▶ Reading passage:
BEGIN
Preventing Aggression Between Cats
Whether it’s from feeling threatened or territorial, sometimes, your cat is going to get into a fight. This might be with their neighborhood feline friend, the local stray cat, or even their brother or sister. What’s worse, sometimes these fights just seem to come out of nowhere! Not only can cat aggression disturb the peace of your home, but it can lead to your cat being injured. You want to stop this from happening, but how? Where do you even begin?
5 Things Which Can Lead to a Cat Fight
There are a lot of factors that might lead to cat aggression. Here’s a few reasons why your cats might be fighting:
- Mating Season. Aggression between cats of the same sex will often increase during mating season.
- Changes in the Social Group. Cats are extremely social creatures who hate change. Each cat household will often have a hierarchy your head cat will want to maintain. When this social group changes, such as a losing a family memeber or another cat being adopted, your head cat might start to lash out.
- Environmental Changes. Remember what I said about cats not liking change? Your cats are going to become more aggressive when you move into a new house, rearrange the furniture, or even put the cat bowl in a different spot.
- Changes in Routine. Cats are creatures of habit. When the household’s daily ritual gets interrupted, they might lash out.
- Territory Disputes. Cats like having their own space. When a new cat enters the picture, your cat might become territorial over their food bowl, cat scratchers, and even their favorite window sill.
How to Stop Fighting Between Cats
Knowing what’s causing your cats to fight is only half the battle. Trust me, I know. After I figured out what was causing my cats to fight, I still didn’t know how to stop my cat from bullying my other cat. Luckily, cat behaviorists have a lot of great strategies for de-escalating your cat fights and teaching your cats to be less aggressive.
- Distract Your Cats. If you cats are starting to fight, you can break the tension by making a loud noise (such as clapping or banging pots together) or throwing a toy near them. Be careful to do this from behind a corner. You don’t want your cats to see you and think you’re a part of the fight too.
- Spay/Neuter Your Cats. Studies show that feline aggression is significantly reduced in cats that have been spayed or neutered before their first birthday.
- Reintroduce Your Cats. Sometimes, your cats’ relationship just needs a hard reset. When you brought your second cat home, you probably went through an introduction process so that your original cat wouldn’t get territorial. Time to do it again! Separate your cats to two isolated sections of your house. Slowly reintroduce them to each other in controlled situations, such as letting them meet while on leashes. Give your cats towels covered in the other’s scent so that they can get used to the other’s smell. Eventually, your cats should be able to be within the same space together without fighting. This process might take anywhere from a few days to a few weeks, depending on how aggressive your cats are.
- Award Good Behavior. When your cats are fighting, it’s tempting to give your cats treats in order to lower tensions, but doing so will only reinforce bad behavior. Instead, reward your cats only when they are getting along.
- Give More Attention. Playing with your cats mentally stimulates them. Your cats can become more aggressive when they are bored, so be sure to give them lots of love and attention.
END
▶ Supplied data:
BEGIN
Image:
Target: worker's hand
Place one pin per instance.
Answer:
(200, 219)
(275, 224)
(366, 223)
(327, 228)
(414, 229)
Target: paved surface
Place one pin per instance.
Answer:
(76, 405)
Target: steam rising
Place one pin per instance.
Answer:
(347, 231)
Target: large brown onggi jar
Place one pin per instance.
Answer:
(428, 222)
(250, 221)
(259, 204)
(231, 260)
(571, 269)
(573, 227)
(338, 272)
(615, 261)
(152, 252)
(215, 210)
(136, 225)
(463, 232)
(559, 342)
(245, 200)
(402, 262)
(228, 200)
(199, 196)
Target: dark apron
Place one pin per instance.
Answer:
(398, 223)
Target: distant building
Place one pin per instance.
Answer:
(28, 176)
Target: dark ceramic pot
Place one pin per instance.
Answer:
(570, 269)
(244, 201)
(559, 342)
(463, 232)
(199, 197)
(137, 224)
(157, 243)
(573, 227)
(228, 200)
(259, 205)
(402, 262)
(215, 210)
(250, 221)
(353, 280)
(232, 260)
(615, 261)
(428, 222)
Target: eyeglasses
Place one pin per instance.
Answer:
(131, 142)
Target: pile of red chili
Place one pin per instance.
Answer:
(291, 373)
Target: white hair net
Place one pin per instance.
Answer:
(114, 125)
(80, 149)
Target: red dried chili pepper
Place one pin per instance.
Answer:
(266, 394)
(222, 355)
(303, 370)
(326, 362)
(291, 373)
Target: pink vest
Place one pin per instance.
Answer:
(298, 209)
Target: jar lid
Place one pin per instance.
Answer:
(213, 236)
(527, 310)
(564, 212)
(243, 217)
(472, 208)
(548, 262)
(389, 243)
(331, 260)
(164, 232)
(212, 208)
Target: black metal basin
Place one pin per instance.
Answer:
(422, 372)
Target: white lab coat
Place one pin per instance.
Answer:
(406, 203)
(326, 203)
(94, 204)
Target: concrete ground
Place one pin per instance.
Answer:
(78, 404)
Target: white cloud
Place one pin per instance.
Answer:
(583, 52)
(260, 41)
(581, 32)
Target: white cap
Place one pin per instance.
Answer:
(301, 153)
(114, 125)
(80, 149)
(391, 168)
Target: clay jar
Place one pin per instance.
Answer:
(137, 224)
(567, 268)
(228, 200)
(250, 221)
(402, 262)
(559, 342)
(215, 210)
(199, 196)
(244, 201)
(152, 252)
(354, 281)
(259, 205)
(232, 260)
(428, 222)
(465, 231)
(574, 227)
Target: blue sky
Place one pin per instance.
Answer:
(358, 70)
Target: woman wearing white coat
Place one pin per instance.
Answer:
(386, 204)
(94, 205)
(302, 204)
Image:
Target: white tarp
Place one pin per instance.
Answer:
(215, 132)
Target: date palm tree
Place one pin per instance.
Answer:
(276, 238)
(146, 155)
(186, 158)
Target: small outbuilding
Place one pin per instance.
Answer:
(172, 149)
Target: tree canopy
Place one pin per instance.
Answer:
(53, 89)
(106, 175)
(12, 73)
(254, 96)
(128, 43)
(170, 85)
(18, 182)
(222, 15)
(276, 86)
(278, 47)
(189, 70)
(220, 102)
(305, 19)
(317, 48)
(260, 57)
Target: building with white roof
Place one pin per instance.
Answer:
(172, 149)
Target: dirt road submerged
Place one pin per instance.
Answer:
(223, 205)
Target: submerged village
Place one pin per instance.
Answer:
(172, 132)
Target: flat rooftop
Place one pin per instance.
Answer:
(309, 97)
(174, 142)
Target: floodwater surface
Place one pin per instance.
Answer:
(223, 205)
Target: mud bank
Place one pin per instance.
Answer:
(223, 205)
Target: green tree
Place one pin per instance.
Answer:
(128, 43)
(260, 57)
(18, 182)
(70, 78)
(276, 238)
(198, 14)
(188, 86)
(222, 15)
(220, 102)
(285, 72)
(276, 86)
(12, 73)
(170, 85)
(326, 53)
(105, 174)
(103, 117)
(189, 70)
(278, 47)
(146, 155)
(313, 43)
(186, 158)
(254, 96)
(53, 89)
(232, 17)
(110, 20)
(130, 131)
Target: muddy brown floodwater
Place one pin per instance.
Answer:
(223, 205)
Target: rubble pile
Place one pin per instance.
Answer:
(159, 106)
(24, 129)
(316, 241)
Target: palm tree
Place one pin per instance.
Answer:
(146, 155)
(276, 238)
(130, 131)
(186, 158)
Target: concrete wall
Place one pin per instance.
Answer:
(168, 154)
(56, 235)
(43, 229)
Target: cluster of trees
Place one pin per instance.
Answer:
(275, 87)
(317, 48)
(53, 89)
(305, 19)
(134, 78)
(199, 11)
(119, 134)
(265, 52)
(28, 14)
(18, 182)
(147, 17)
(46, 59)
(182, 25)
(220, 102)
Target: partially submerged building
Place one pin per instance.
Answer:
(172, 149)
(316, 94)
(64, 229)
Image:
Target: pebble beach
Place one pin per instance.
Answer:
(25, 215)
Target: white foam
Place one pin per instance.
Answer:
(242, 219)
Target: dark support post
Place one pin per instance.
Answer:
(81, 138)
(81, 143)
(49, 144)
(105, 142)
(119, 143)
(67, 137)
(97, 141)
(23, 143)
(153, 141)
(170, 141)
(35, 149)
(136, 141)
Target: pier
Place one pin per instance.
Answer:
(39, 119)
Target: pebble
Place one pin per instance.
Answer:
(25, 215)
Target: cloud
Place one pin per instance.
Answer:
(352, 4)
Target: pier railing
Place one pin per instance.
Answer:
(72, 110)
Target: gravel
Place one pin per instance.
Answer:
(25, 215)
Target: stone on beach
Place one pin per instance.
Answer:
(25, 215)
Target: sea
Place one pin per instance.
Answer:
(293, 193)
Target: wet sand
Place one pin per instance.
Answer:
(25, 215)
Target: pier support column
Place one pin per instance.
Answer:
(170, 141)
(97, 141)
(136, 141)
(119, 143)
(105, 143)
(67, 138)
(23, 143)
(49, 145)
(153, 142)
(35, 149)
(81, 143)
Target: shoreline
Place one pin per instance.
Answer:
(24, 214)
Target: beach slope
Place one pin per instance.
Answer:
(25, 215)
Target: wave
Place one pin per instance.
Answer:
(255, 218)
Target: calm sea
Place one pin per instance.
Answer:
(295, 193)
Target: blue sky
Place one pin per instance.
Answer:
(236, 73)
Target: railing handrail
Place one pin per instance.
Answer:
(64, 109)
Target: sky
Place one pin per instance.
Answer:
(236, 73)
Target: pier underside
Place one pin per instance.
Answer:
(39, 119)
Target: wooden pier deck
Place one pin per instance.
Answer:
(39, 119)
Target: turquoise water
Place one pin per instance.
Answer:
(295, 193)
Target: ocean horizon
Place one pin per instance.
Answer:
END
▶ Set of tasks:
1. Answer these questions from the article on cat aggression.
(a) What kind of aggression often increases during mating season?
(b) According to the studies it mentions, spaying or neutering before what point significantly reduces feline aggression?
(c) How long might the reintroduction process take?
2. Echo the part of the article on cat aggression starting with "How to Stop Fighting" and going on through "the fight too.".

▶ Task responses:
1.
(a) Aggression between cats of the same sex.
(b) Before the cat's first birthday.
(c) Anywhere from a few days to a few weeks, depending on how aggressive the cats are.

2.
How to Stop Fighting Between Cats
Knowing what’s causing your cats to fight is only half the battle. Trust me, I know. After I figured out what was causing my cats to fight, I still didn’t know how to stop my cat from bullying my other cat. Luckily, cat behaviorists have a lot of great strategies for de-escalating your cat fights and teaching your cats to be less aggressive.
- Distract Your Cats. If you cats are starting to fight, you can break the tension by making a loud noise (such as clapping or banging pots together) or throwing a toy near them. Be careful to do this from behind a corner. You don’t want your cats to see you and think you’re a part of the fight too.